* [THE EXERCISE]: Extract every line of the data below and reproduce each one verbatim, with no changes.

--- --- ---

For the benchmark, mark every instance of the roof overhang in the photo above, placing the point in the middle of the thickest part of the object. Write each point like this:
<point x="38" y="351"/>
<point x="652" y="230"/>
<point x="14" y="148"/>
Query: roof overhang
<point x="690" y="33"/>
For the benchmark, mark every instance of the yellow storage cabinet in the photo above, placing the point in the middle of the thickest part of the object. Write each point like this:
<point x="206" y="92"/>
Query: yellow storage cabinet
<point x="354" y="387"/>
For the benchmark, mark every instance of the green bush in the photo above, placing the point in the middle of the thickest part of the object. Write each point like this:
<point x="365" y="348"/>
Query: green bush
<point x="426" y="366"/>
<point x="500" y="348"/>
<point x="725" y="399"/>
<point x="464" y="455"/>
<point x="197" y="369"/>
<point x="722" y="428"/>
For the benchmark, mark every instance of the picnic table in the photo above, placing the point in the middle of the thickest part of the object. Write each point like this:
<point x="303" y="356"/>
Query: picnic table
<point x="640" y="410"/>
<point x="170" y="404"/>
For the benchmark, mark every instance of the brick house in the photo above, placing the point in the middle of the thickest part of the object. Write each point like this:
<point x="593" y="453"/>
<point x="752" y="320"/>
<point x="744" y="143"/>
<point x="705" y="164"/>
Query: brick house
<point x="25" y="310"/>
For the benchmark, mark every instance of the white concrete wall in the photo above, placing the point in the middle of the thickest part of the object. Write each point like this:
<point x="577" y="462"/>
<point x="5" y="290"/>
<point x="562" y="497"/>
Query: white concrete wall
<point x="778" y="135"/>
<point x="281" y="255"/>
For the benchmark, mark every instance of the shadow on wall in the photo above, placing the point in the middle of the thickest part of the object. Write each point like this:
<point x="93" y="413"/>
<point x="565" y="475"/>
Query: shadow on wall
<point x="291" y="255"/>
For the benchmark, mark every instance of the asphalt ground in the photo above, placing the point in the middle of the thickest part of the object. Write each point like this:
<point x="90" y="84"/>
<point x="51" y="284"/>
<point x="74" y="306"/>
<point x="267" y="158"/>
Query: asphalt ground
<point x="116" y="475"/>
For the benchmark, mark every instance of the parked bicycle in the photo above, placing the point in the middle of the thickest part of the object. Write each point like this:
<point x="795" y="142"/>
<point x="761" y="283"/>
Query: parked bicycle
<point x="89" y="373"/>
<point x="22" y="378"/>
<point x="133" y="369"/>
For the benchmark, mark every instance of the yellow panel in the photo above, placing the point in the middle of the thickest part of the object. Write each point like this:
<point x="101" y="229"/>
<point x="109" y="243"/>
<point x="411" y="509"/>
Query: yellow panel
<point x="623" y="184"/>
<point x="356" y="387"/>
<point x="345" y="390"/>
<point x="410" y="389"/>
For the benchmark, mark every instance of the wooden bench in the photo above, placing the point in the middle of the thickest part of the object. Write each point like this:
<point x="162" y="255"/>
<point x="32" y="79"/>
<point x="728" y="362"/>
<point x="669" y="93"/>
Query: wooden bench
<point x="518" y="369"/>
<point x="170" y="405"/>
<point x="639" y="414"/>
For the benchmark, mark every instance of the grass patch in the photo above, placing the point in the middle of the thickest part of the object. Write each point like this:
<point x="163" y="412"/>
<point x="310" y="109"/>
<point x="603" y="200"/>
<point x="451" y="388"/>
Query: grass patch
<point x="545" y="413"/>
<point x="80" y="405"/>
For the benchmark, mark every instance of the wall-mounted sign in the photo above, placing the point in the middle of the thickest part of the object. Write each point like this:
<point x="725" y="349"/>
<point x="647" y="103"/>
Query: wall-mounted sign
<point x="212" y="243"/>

--- --- ---

* [RESPONSE BELOW]:
For the benchmark, mark every instance of the roof overhang in the photo above, placing the point in the middle of the thickest part of the object. Write each point like this:
<point x="38" y="351"/>
<point x="652" y="230"/>
<point x="14" y="148"/>
Query: roof overhang
<point x="690" y="33"/>
For the benchmark, mark every instance of the yellow storage cabinet in the photo above, placing the point in the middle of the thickest part of the object. Write each point like this:
<point x="206" y="92"/>
Query: yellow storage cabinet
<point x="354" y="387"/>
For the benchmark, mark every instance of the green bush in the photo above, placing the point in the middle of the thickest part of the object. Write each point like this:
<point x="365" y="348"/>
Query: green bush
<point x="426" y="366"/>
<point x="500" y="348"/>
<point x="725" y="399"/>
<point x="464" y="455"/>
<point x="197" y="369"/>
<point x="722" y="428"/>
For the benchmark, mark every instance of the picnic table in the photo above, placing the point in the middle of the thickest part of the object. Write each point like this:
<point x="303" y="356"/>
Query: picnic table
<point x="640" y="410"/>
<point x="170" y="404"/>
For the benchmark, mark every instance of the brick house in the photo above, placing the point in the middle of the thickest part of the object. Write each point like this:
<point x="593" y="453"/>
<point x="752" y="320"/>
<point x="744" y="143"/>
<point x="705" y="164"/>
Query: brick house
<point x="25" y="310"/>
For the benchmark, mark every instance of the white concrete wall in the photo above, placing the point in the middle of the thickest part of the object. Write each point like this:
<point x="577" y="462"/>
<point x="5" y="290"/>
<point x="562" y="497"/>
Query: white concrete wall
<point x="778" y="135"/>
<point x="281" y="255"/>
For the benchmark, mark every instance of the shadow on wall in the photo above, placing the point in the middle of the thickest part of the object. Write each point like this:
<point x="93" y="413"/>
<point x="565" y="475"/>
Query: shadow on wall
<point x="291" y="255"/>
For the benchmark, mark every instance of the asphalt ground in the photo above, placing the point in the middle of the thickest part of the object. Write each point like this:
<point x="90" y="84"/>
<point x="51" y="284"/>
<point x="74" y="306"/>
<point x="267" y="158"/>
Query: asphalt ground
<point x="116" y="475"/>
For the benchmark, mark every instance of the parked bicycle in the photo above, placing the point in the middle of the thickest part of the object. Write each point like this:
<point x="795" y="142"/>
<point x="761" y="283"/>
Query: parked bicycle
<point x="89" y="373"/>
<point x="22" y="378"/>
<point x="133" y="369"/>
For the benchmark, mark every instance of the yellow panel in the photo above, placing the point in the middle of the thickest part of the object. Write each point like this:
<point x="101" y="229"/>
<point x="109" y="243"/>
<point x="411" y="509"/>
Query: yellow panel
<point x="623" y="184"/>
<point x="356" y="387"/>
<point x="345" y="390"/>
<point x="410" y="389"/>
For the benchmark, mark every instance of the wooden bench in the photo above, placing the point in the middle of the thickest part of the object. Write each point like this:
<point x="162" y="255"/>
<point x="32" y="79"/>
<point x="728" y="362"/>
<point x="669" y="93"/>
Query: wooden bench
<point x="518" y="369"/>
<point x="170" y="405"/>
<point x="639" y="414"/>
For the benchmark, mark every instance of the grass patch in the photo above, placing the point in the middle of the thickest part of the object. Write each point like this:
<point x="163" y="412"/>
<point x="310" y="109"/>
<point x="603" y="200"/>
<point x="451" y="388"/>
Query: grass patch
<point x="545" y="413"/>
<point x="80" y="405"/>
For the benchmark, mark every instance of the wall-mounted sign in the photo above, placing the point in the middle of the thickest part of the object. Write each point like this:
<point x="725" y="349"/>
<point x="647" y="103"/>
Query: wall-mounted sign
<point x="212" y="243"/>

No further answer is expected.